Text segment:
-.-.-

For the better part of the first episode in the battle of the Basarwa against forced relocation by the government out of the Central Kgalagadi Game Reserve, the private press ran with the state even accusing Roy Sesana of the First People of the Kgalagadi of conspiring with Stephen Cory of Survival International in undermining Botswana diamonds abroad. Now the public knows the truth that the press seems reluctant to tell with the same vigour as when they chastised Sesana.

 

The story of the day is Nchindo's memoirs, Debswana and De Beers at the expense of the story of wholesale resignations among management at Orapa and Jwaneng and impending retrenchment of workers at the mines running into the thousands.

 

The other is the possibility of a new Botswana Democratic Party, which will certainly oppose autocratic rule at the BDP and in government though it has not announced an agenda that will identify with working class Botswana, the poor, homeless, uneducated, ill, landless and jobless.  All in all, the private press, having done a glorious job in exposing some government corruption, encroachment of the state and its president on civil liberties and the pervasive malfunctions of the state, has failed to redirect public attention in the direction of the daily trials and tribulations of the citizenry.

-.-.-

Data block:
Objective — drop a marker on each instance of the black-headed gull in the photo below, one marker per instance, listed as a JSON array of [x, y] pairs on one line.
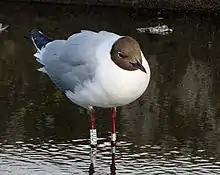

-.-.-

Return the entire text on Botswana's private press word for word. The data were taken from a separate source.

Problem solution:
For the better part of the first episode in the battle of the Basarwa against forced relocation by the government out of the Central Kgalagadi Game Reserve, the private press ran with the state even accusing Roy Sesana of the First People of the Kgalagadi of conspiring with Stephen Cory of Survival International in undermining Botswana diamonds abroad. Now the public knows the truth that the press seems reluctant to tell with the same vigour as when they chastised Sesana.

 

The story of the day is Nchindo's memoirs, Debswana and De Beers at the expense of the story of wholesale resignations among management at Orapa and Jwaneng and impending retrenchment of workers at the mines running into the thousands.

 

The other is the possibility of a new Botswana Democratic Party, which will certainly oppose autocratic rule at the BDP and in government though it has not announced an agenda that will identify with working class Botswana, the poor, homeless, uneducated, ill, landless and jobless.  All in all, the private press, having done a glorious job in exposing some government corruption, encroachment of the state and its president on civil liberties and the pervasive malfunctions of the state, has failed to redirect public attention in the direction of the daily trials and tribulations of the citizenry.